Stored data entries:
+ + + +
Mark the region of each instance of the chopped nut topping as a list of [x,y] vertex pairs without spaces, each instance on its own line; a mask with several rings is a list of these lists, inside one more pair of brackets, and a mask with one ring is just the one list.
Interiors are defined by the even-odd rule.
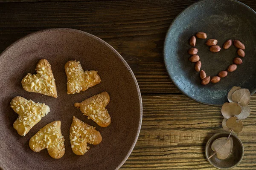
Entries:
[[[64,139],[61,130],[61,124],[60,121],[54,121],[40,129],[30,138],[30,149],[34,152],[38,152],[47,148],[52,157],[55,159],[62,157],[65,153],[65,146]],[[58,136],[59,136],[58,138]]]
[[111,123],[111,118],[108,110],[106,109],[110,98],[106,92],[102,92],[85,99],[81,103],[76,103],[75,107],[91,119],[99,126],[107,127]]
[[25,136],[50,111],[49,107],[44,104],[36,103],[20,96],[13,98],[10,104],[11,107],[19,115],[13,127],[21,136]]
[[21,81],[23,88],[28,92],[57,98],[55,79],[48,61],[46,59],[40,60],[35,70],[36,74],[28,73],[23,78]]
[[[74,131],[75,133],[73,133]],[[102,138],[99,132],[96,130],[95,127],[73,116],[70,129],[70,139],[73,152],[76,155],[83,155],[90,149],[87,146],[87,143],[98,144],[101,142]]]
[[[84,71],[79,61],[69,61],[65,65],[67,79],[67,93],[79,93],[89,87],[99,84],[101,80],[97,72],[94,70]],[[88,75],[90,74],[90,76]]]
+ + + +
Exercise aim:
Rewrite every entry above with "chopped nut topping" changed to "crushed nut topping" and everything else left as it is. Omit the pictures from your answer.

Full response:
Mark the region of each instance of the crushed nut topping as a list of [x,y] vertex pairs without spaces, each instance on its own line; a mask with several rings is a list of these lists, inside one more pair of brackets, and a mask with one ring is just the one list.
Interiors are defined by the even-odd rule.
Entries:
[[[64,139],[61,130],[61,124],[60,121],[54,121],[40,129],[30,138],[30,149],[34,152],[38,152],[47,148],[52,157],[55,159],[62,157],[65,153],[65,146]],[[58,136],[59,136],[58,138]]]
[[111,123],[111,118],[108,110],[106,109],[110,98],[106,92],[102,92],[85,99],[81,103],[76,103],[75,107],[91,119],[99,126],[107,127]]
[[25,136],[50,111],[49,107],[44,104],[36,103],[20,96],[13,98],[10,104],[11,107],[19,115],[13,127],[21,136]]
[[21,81],[23,88],[28,92],[57,98],[55,79],[48,61],[46,59],[40,60],[35,70],[36,74],[28,73],[23,78]]
[[[74,131],[75,133],[73,133]],[[102,138],[99,132],[96,130],[95,127],[73,116],[70,129],[70,139],[73,152],[76,155],[83,155],[90,149],[87,146],[87,143],[98,144],[101,142]]]
[[[84,71],[79,61],[69,61],[65,65],[67,79],[67,93],[79,93],[89,87],[99,84],[101,80],[97,72],[94,70]],[[88,75],[90,74],[90,76]]]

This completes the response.